Aim of the exercise —
This exercise asks for the records to be retyped exactly as they read.

Source data:
========================================

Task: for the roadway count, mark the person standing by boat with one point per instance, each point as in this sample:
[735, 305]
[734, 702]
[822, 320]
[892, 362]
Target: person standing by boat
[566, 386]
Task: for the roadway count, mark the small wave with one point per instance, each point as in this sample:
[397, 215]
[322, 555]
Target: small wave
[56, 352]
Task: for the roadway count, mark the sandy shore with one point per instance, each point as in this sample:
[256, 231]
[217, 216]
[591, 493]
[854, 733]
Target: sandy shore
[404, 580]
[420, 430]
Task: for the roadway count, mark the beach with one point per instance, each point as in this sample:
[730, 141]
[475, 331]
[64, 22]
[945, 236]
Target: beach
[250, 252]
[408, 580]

========================================

Result for this task —
Task: for the roadway count, mark the person standing by boat with one point per instance, each point as in this sample:
[735, 305]
[734, 702]
[822, 320]
[892, 362]
Target: person standing by boat
[566, 386]
Task: for the roadway count, mark the small wave with one point per instance, each point as in this sample:
[397, 215]
[322, 555]
Target: small wave
[56, 352]
Task: for the roadway count, mark the sandy shore with one point per instance, each point as in this sample:
[256, 231]
[217, 216]
[591, 493]
[854, 733]
Target: sandy shore
[404, 580]
[420, 430]
Task: for the roadway count, mark the beach with one point per instance, each point as in this sample:
[730, 141]
[475, 331]
[64, 22]
[945, 236]
Target: beach
[250, 252]
[408, 580]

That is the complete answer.